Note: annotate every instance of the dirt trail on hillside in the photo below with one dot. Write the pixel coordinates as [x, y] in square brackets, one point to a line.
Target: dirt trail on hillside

+--

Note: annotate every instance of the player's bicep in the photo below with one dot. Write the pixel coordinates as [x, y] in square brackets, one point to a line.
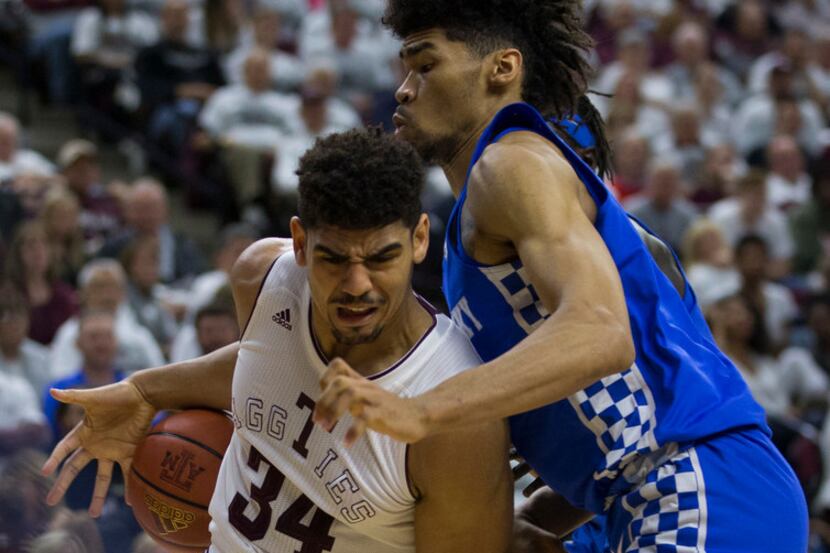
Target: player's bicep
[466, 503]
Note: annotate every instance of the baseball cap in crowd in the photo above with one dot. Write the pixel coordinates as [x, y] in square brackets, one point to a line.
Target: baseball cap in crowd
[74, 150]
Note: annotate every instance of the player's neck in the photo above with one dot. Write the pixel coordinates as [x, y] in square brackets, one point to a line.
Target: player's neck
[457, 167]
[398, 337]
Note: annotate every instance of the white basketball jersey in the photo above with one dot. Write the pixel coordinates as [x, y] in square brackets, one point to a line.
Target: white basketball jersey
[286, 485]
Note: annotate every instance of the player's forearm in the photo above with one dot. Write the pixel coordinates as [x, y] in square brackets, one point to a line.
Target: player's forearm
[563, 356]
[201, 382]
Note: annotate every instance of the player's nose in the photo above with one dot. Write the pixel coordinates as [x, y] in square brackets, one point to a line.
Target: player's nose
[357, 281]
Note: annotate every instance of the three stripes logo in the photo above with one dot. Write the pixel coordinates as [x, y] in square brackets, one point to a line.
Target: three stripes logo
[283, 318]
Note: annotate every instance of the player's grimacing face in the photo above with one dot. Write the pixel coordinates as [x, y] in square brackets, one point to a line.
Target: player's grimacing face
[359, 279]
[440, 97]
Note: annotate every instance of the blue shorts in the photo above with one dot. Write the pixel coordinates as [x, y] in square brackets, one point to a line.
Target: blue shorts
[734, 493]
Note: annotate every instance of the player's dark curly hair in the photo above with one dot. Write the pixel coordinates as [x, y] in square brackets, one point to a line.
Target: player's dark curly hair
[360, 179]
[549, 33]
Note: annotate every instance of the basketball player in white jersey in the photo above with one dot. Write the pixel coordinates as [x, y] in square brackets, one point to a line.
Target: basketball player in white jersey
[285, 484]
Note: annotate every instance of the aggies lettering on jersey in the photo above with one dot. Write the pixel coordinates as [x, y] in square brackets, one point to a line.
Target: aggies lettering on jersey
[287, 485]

+--

WRITTEN PROBLEM: Repeat word for word the rows that begin with the line containing "Note: annotate every instance of the dirt" and end with the line containing "Target: dirt trail on hillside", including both of those lines.

RESPONSE TO THE TASK:
Note: annotate every instance of the dirt trail on hillside in the photo below with one dot. Write the pixel coordinates as [x, y] in square brackets, one point to a line.
Target: dirt trail on hillside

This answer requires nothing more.